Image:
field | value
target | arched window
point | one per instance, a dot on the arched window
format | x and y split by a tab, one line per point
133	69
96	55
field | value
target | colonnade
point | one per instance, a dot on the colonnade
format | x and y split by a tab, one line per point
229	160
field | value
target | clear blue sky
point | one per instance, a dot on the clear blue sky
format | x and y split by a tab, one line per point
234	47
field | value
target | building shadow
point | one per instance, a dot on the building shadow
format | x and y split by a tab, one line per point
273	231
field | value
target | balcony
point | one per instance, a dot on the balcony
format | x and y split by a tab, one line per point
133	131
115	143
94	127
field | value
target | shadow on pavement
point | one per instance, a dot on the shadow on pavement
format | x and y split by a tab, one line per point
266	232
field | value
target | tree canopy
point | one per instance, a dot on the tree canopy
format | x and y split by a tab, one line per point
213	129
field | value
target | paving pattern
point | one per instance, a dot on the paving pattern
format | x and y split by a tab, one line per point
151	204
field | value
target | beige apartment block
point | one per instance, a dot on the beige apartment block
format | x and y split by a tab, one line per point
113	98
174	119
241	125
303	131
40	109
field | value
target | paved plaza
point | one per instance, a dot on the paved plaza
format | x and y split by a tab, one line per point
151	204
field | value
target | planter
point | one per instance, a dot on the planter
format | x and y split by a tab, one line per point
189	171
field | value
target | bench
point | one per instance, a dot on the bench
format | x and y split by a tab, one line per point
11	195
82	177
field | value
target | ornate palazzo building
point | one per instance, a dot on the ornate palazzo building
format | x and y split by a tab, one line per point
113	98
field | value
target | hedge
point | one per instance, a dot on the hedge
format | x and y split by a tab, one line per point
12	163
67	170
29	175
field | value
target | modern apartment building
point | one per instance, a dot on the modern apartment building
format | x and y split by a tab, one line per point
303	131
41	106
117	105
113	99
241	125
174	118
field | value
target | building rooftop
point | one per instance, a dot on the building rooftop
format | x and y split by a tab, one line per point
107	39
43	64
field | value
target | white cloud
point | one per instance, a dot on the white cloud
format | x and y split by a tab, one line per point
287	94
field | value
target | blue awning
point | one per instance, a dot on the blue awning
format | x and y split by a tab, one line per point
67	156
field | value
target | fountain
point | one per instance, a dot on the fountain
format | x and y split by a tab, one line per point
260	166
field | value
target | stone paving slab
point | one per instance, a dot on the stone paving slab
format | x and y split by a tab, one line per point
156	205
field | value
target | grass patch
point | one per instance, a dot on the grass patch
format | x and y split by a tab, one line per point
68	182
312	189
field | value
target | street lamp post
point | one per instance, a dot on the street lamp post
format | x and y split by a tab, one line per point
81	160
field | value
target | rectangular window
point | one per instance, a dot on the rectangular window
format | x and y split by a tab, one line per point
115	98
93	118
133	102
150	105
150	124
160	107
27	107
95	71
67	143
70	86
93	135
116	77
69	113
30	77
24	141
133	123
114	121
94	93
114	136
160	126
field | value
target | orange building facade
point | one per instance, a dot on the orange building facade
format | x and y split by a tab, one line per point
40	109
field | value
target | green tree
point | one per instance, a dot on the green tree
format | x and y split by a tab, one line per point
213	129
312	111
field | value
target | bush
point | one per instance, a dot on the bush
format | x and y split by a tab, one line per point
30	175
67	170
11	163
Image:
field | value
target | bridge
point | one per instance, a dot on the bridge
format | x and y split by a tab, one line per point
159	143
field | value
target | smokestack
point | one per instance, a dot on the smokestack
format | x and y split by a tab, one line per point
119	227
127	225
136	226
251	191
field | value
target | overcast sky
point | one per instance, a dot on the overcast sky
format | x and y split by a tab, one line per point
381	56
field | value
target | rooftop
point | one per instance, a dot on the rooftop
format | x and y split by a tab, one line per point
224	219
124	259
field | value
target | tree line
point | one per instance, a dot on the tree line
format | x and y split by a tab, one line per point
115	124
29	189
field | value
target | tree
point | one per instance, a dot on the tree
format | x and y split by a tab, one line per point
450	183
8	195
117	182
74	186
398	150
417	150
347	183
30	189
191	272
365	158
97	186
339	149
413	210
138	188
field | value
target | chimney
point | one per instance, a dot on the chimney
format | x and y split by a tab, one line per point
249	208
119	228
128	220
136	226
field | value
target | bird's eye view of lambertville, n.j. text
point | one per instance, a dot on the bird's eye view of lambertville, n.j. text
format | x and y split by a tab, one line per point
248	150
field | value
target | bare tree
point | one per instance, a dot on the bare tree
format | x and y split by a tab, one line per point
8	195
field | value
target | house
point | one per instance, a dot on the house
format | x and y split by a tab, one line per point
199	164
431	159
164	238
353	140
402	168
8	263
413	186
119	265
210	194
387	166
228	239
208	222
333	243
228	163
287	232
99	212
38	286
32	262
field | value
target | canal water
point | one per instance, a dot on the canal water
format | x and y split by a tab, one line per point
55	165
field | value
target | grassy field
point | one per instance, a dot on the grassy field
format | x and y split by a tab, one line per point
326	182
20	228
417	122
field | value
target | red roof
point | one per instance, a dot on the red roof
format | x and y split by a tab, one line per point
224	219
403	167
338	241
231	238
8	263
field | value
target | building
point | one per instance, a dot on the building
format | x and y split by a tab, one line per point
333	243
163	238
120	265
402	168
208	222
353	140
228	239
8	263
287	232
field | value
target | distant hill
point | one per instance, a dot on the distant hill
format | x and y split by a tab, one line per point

* * * * * * *

Nothing in the material above may be skipped, so reproduce it all exactly.

__Output of the exercise__:
Image:
field | value
target | arched window
point | one per instance, a dot on the arched window
format | x and y split by a tab, one line per point
133	69
96	55
field | value
target | colonnade
point | one per instance, a dot on the colonnade
format | x and y split by a tab, one line per point
229	160
field | value
target | clear blue sky
point | one per instance, a dot on the clear blue sky
format | x and y split by a tab, one line per point
234	47
field | value
target | building shadow
point | one per instance, a dot on the building shadow
format | x and y split by a tab, one line per point
273	231
field | value
target | balcony
point | one per instance, a dot on the balcony
format | x and y split by a tab, one line per point
133	131
115	143
94	127
field | value
target | shadow on pavement
point | one per instance, a dot on the shadow on pavement
format | x and y split by a tab, one line per point
266	232
field | value
target | tree canopy
point | one per instance, a dot on the tree canopy
format | x and y split by a tab, one line per point
213	129
field | value
target | paving pattern
point | one per instance, a dot on the paving pattern
format | x and y split by a tab, one line per point
151	204
field | value
target | beige apartment block
point | one per instance, a dot on the beige apartment block
format | x and y split by a tab, one line per point
113	98
174	119
241	125
303	131
40	109
field | value
target | paved plaza
point | one per instance, a dot on the paved plaza
format | x and y split by a tab, one line per point
151	204
field | value
target | planter
point | one per instance, a dot on the planter
format | x and y split by a tab, one line per point
189	171
field | value
target | bench
point | one per instance, a dot on the bench
format | x and y split by a tab, one line per point
11	195
82	177
field | value
target | ornate palazzo building
point | one per instance, a dot on the ornate palazzo building
format | x and y split by a tab, one line per point
113	98
field | value
target | hedge
point | one per instance, a dot on the hedge
format | x and y split by a tab, one line per point
12	163
67	170
29	175
field | value
target | modern apartment building
point | one per instance, a dot on the modern apartment building
format | x and y split by a tab, one line per point
303	131
41	106
117	105
113	99
241	125
174	118
field | value
target | building rooftop
point | one per instance, a dot on the building rooftop
format | x and y split by a tab, one line per point
107	39
43	64
field | value
target | white cloud
point | one per instance, a dot on the white cloud
format | x and y split by a tab, one line per point
287	94
field | value
target | blue awning
point | one per instance, a dot on the blue awning
format | x and y split by a tab, one line per point
67	156
field | value
target | fountain
point | one per instance, a dot on the fountain
format | x and y split by a tab, one line per point
260	166
field | value
target | stone paving slab
point | one per instance, a dot on the stone paving slab
format | x and y split by a tab, one line per point
156	205
field | value
target | grass patch
point | one per instance, a dot on the grass patch
format | x and y split by a tab, one line per point
68	182
312	189
field | value
target | street lamp post
point | one per instance, a dot on the street lamp post
format | x and y split by a tab, one line per point
81	160
field | value
target | rectangular window
point | one per instance, a dot on the rectangular window
format | x and y split by a tab, one line per point
115	98
93	118
133	102
150	105
150	124
160	107
27	107
95	71
67	143
70	86
93	135
116	77
69	113
30	77
24	141
133	123
114	121
94	93
114	136
160	126
field | value
target | orange building facade
point | one per instance, a dot on the orange building facade
format | x and y split by a tab, one line per point
40	109
field | value
target | green tree
point | one per instance, a dot on the green tree
format | x and y split by a tab, one line per point
213	129
312	111
field | value
target | bush
point | one per instance, a dot on the bush
format | x and y split by a tab, one line per point
30	175
67	170
11	163
Image:
field | value
target | bridge
point | one per instance, a dot on the bridge
format | x and y split by a tab, one line per point
159	143
field | value
target | smokestack
point | one per instance, a dot on the smokestack
format | x and y split by a tab, one line per point
119	227
127	225
136	226
251	191
field | value
target | overcast sky
point | one per instance, a dot on the overcast sky
format | x and y split by a tab, one line per point
381	56
field | value
target | rooftop
point | one per instance, a dot on the rooftop
format | x and y split by a tab, one line per point
224	219
124	259
field | value
target | tree line
point | one per instance, a dot on the tree line
format | x and y split by a tab, one line per point
115	124
29	189
field | value
target | tree
point | one per instance, a dot on the tree
format | x and y split by a tab, one line per point
450	183
8	195
117	182
74	186
398	150
417	150
347	183
30	189
191	272
365	158
97	186
339	149
413	210
138	188
field | value
target | chimney
point | one per instance, a dot on the chimney
format | x and y split by a tab, one line per point
249	208
119	228
128	220
136	226
field | value
target | bird's eye view of lambertville, n.j. text
point | one per instance, a dot on the bird's eye view of lambertville, n.j. text
format | x and y split by a tab, one line per point
248	150
field | value
target | bare tree
point | one per instance, a dot on the bare tree
format | x and y split by a tab, one line per point
8	195
field | value
target | house
point | one per instance, a dot on the house
format | x and y split by a tab, one line per point
199	164
431	159
164	238
353	140
402	168
8	263
413	186
119	265
210	194
387	166
228	239
208	222
333	243
228	163
287	232
99	212
38	286
32	262
field | value
target | canal water
point | one per instance, a dot on the canal water
format | x and y split by a tab, one line per point
55	165
field | value
target | grassy field
point | one per instance, a dot on the grassy field
format | x and y split by a tab, one line per point
326	182
20	228
417	122
field | value
target | red roof
point | one per instance, a dot on the red roof
format | x and y split by a tab, one line per point
224	219
403	167
338	241
231	238
8	263
field | value
target | building
point | one per instance, a dot on the building
format | x and y split by a tab, one line per point
333	243
163	238
120	265
402	168
208	222
353	140
228	239
8	263
287	232
field | value
target | distant hill
point | one per instance, a dot on the distant hill
format | x and y split by a tab, one line per point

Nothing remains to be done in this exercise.